◆ **PROVIDED PASSAGE**

⁂

The leading lines of a mule train in Nepal

Ailsa of Where’s my backpack hosted yet another mind racing travel theme this week called “leading lines”. I thought long and hard about this topic and couldn’t think of anything to post. Yet this morning laying in bed I got a voila moment. Yes, the leading lines of the infamous mule trains of the Nepalese Himalayas! So here it is….

Map of Annapurna Trek.
Source: Google Maps

If I sit here now and close my eyes, I can see and hear it now. The soft, melodic jingling of the bells and the passing of the mule trains. In a magical mountainous country where roads are few and mountains occupy over 64% of the total land, mules are the primary source of transportation of people and goods. Like trucks in the States, mules carry much needed supplies to the remote villages throughout this breathtaking Himalayan country.

Passing through a remote village along the Annapurna track in Nepal.

In a highly impoverished country in which 55% of population live below the international poverty line of US $1.25 per day (UNICEF 2000-2009 figures) and less than half the women are literate (48.3% women, 73% males are literate per CIA World Factbook 2010 census), these mule trains are sometimes the only food and supplies that get into the most remote parts of the country.

⁂

◆ **DATA PROVIDED**
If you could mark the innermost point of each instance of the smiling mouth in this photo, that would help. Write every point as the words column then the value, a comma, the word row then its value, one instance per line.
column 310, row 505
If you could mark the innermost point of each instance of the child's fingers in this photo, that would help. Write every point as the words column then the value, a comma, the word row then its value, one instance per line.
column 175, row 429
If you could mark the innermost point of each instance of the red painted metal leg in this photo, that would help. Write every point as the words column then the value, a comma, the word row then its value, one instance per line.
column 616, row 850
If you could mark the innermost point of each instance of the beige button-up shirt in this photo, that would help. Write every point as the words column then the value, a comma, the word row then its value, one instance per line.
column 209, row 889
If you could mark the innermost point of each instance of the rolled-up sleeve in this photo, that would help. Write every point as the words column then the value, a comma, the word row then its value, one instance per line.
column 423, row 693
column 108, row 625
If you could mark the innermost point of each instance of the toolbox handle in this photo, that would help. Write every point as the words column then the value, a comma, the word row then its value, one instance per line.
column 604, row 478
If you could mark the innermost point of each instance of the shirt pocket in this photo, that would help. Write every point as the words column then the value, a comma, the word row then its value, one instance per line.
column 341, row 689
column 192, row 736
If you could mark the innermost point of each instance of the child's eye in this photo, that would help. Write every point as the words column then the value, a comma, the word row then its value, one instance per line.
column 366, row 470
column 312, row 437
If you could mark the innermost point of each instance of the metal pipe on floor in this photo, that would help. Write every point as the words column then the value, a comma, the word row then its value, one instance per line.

⁂

◆ **LIST OF TASKS**
1. Reproduce the rows word for word, starting at the line that contains "the child's eye" and stopping after the line that contains "column 312, row 437".
2. Write what comes next in the passage about mule trains in Nepal, picking up after its final sentence.
The rows have no connection to the passage about mule trains in Nepal.

◆ **ANSWERS TO THE PROBLEMS**
1.
If you could mark the innermost point of each instance of the child's eye in this photo, that would help. Write every point as the words column then the value, a comma, the word row then its value, one instance per line.
column 366, row 470
column 312, row 437

2.
Mule trains heading up the steep slopes of the Annapurna trek. Usually they are in groups of 20-30 with one herder.

The further and further I trekked inside the Annapurnas, the more I realized how unbelievably remote it was. Over 82% of Nepalese live in rural villages that are only accessible by foot. That means schools, health facilities and goods are usually days away. These mule trains are many Nepalese only supplies that often take days to reach their villages.

Along with the mules, there were also sheep trains. Sheep herders would move their sheep from village to village trying to make a sale. I also saw men carrying a cage full of chickens on his back. He would start out hiking early with 8-10 chickens, for up to 8 hours, and would only return to his village once he had sold every chicken. Rough way to make a living.

What inspired me the most about Nepal was the utter resilience of its people. They always walked along the steep, rugged trails often wearing flip-flops and old, hand-me-down western cloths. They didn’t have the latest hiking gear like we tourists did. They had nothing in comparison monetarily like we did. However, they had one thing that most of us didn’t: Resilience and the strength to fight adversity. The life of a rural Nepalese villager is a hard one. They are poor, hungry and lack education. But one thing they do have that can never be taken from them is their dignity and will to survive.

Entering a remote village in Nepal that caters to trekking tourists (note the bakery on the lefthand side of the photo). The mule trains continue…

Mule trains passing the tea house we spent the night in while a Nepalese woman watches them pass by.

Mule trains taking a rest for the night, right outside my window at the tea house.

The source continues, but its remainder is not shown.